[RECORDED DATA — start]

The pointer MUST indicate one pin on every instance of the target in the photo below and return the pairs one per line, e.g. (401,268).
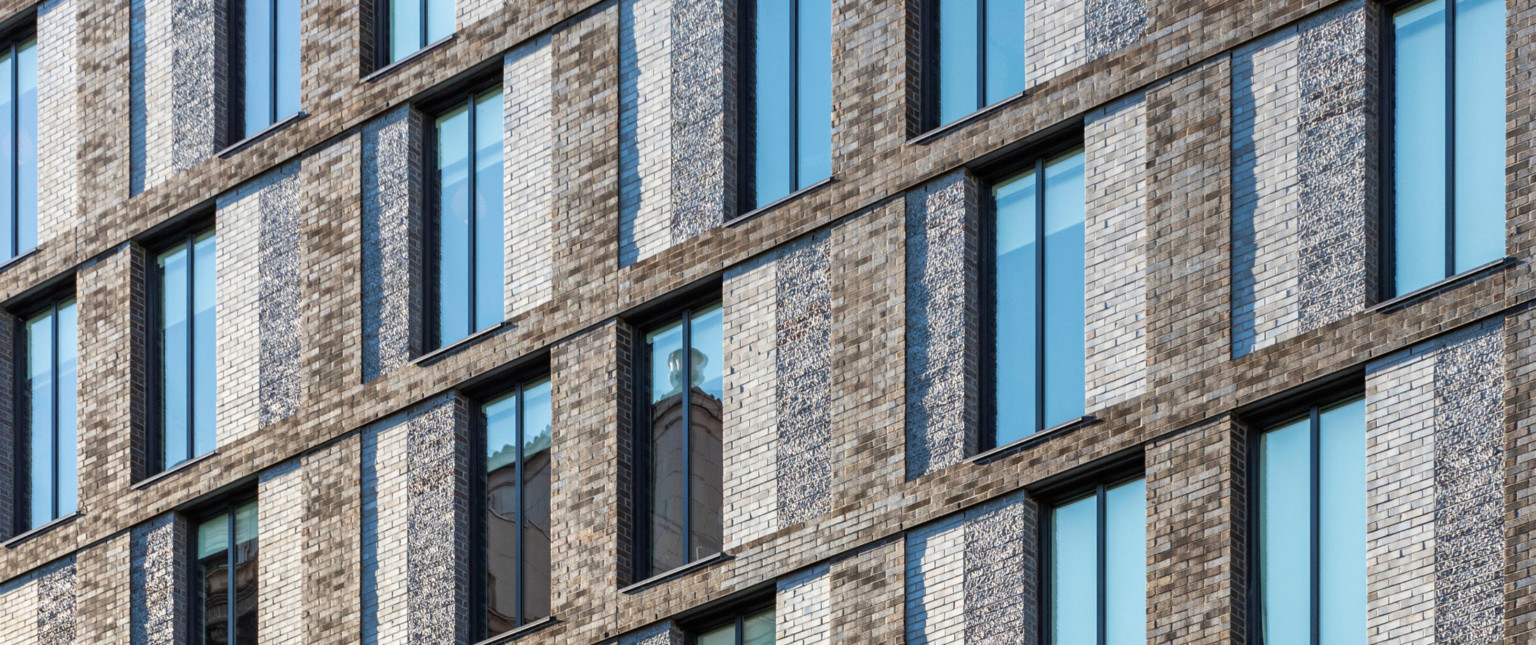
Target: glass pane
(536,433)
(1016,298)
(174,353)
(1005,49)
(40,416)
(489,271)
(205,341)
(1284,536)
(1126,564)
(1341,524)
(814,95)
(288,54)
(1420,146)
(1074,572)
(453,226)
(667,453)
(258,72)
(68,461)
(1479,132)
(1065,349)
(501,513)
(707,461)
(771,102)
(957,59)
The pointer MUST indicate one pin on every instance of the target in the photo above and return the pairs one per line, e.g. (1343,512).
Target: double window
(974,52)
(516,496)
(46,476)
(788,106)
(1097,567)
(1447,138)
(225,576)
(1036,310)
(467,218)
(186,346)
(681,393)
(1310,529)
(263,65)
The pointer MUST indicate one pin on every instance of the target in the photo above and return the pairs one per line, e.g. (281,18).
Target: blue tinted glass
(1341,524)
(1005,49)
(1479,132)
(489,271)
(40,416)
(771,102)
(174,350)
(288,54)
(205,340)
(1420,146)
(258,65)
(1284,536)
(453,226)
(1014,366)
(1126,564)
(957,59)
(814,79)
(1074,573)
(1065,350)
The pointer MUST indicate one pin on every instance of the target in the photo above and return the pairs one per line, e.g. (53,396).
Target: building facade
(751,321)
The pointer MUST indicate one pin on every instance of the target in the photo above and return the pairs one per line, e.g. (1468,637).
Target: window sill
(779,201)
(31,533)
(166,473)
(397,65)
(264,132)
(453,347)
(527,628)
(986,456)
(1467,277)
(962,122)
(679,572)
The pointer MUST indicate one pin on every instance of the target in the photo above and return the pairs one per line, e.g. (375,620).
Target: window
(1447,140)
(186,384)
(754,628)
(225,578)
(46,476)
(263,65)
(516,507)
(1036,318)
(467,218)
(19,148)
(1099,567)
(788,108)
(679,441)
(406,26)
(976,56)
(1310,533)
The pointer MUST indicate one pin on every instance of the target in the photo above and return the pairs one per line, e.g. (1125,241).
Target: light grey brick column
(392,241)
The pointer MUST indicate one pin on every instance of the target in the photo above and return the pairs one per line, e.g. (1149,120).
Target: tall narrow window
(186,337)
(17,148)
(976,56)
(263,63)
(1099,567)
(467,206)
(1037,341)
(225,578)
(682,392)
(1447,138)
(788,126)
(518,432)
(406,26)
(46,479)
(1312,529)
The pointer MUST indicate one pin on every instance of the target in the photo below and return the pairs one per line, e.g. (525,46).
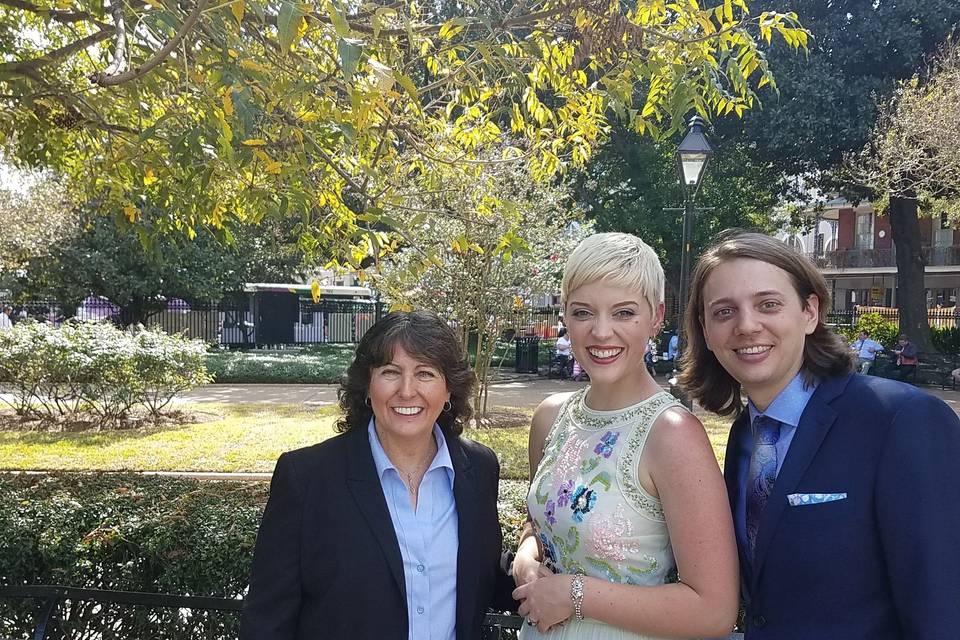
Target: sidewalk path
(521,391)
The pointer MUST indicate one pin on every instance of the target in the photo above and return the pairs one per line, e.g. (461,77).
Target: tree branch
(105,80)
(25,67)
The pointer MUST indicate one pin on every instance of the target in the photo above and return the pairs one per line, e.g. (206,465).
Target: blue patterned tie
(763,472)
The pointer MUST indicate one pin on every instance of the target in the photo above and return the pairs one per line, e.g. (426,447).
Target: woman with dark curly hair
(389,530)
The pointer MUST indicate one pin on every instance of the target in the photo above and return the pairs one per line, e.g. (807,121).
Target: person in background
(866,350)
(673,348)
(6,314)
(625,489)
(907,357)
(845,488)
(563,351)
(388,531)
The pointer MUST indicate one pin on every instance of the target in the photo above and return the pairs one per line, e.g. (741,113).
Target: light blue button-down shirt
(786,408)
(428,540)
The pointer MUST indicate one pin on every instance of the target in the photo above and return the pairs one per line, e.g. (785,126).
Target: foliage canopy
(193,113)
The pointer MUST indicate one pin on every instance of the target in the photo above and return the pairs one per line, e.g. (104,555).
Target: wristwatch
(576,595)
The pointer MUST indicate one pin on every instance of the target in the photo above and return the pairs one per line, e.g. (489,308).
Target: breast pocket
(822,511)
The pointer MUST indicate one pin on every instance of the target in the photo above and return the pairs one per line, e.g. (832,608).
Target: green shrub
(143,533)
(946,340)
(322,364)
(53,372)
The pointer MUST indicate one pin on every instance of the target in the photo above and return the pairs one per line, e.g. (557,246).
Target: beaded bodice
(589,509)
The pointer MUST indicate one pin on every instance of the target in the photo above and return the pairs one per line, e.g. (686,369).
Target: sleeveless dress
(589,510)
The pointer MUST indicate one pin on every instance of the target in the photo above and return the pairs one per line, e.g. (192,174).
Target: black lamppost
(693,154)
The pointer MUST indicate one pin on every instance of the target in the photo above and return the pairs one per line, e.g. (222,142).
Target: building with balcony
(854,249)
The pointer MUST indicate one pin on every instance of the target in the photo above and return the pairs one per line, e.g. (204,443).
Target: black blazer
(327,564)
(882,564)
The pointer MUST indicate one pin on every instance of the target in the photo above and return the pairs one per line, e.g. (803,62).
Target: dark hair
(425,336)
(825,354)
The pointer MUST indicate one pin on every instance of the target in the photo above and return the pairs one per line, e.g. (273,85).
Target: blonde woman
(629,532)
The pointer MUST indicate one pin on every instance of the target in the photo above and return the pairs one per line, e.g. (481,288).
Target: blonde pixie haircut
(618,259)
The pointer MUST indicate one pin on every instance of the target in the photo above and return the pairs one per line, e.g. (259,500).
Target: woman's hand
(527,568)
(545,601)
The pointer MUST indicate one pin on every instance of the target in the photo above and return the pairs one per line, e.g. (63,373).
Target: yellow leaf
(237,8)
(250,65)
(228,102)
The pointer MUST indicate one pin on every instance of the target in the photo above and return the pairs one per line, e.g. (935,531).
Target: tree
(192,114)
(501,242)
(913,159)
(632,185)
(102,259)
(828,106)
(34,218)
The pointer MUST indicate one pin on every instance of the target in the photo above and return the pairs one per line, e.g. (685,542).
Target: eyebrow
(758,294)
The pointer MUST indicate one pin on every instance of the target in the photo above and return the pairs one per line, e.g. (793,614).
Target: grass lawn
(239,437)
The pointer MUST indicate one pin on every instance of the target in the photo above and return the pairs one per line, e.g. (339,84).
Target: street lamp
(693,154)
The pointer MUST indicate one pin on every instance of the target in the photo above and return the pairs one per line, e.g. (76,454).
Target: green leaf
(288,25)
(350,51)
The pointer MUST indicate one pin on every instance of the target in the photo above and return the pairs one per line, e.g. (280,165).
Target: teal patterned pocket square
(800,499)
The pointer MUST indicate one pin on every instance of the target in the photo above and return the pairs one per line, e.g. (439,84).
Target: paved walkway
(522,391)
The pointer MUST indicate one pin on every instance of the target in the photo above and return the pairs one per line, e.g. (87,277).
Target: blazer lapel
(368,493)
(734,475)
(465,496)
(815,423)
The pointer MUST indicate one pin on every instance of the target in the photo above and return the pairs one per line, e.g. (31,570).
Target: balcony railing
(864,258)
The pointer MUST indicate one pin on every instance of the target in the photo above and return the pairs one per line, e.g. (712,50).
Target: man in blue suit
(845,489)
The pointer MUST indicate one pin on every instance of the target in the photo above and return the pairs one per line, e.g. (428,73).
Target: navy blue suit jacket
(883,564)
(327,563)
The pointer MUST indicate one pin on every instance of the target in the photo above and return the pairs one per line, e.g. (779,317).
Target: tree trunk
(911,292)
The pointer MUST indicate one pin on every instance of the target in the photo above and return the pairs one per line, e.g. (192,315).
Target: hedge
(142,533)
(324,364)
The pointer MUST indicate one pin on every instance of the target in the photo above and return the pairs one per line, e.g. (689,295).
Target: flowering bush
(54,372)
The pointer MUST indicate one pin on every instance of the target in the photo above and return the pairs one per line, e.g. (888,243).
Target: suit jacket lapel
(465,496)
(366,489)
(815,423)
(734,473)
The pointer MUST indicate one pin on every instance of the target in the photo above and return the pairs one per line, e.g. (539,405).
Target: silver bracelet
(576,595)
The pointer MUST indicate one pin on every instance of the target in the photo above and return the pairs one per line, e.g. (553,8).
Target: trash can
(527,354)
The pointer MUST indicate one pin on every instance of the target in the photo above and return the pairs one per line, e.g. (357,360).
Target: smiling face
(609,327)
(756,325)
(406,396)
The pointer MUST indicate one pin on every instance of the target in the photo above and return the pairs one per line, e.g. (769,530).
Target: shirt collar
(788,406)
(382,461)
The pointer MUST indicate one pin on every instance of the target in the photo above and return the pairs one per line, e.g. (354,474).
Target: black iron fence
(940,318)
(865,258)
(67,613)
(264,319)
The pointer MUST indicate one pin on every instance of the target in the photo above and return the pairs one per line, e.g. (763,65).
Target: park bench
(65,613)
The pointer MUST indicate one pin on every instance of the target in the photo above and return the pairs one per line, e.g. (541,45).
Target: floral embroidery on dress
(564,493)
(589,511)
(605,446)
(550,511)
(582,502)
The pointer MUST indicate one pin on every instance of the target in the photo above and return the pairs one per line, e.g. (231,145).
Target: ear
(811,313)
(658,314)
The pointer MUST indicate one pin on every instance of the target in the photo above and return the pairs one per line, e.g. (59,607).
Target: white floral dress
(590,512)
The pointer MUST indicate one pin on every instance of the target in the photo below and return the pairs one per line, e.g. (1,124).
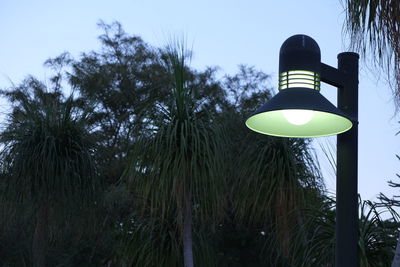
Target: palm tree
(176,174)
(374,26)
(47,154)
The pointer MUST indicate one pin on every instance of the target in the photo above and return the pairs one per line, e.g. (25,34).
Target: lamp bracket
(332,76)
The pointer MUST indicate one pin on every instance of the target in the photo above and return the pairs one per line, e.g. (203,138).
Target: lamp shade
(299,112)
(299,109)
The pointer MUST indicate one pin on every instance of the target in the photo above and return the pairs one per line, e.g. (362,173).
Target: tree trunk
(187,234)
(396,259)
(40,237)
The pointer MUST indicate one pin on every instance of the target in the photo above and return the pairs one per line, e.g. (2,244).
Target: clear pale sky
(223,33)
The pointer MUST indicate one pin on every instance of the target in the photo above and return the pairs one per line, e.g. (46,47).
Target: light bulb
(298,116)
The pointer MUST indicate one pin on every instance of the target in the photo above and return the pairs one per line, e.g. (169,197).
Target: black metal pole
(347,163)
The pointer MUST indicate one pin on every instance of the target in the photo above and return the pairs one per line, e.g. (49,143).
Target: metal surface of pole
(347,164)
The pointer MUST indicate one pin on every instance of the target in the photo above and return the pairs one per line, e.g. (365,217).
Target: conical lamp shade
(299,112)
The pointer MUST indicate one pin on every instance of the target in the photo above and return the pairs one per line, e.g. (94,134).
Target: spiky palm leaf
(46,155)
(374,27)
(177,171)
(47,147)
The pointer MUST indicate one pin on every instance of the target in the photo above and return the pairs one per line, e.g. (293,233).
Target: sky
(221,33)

[RECORDED DATA — finish]

_YOUR ASSIGNMENT_.
Count the lines above that contain the word "below". Give only the number.

_OUTPUT OF THE EXERCISE_.
3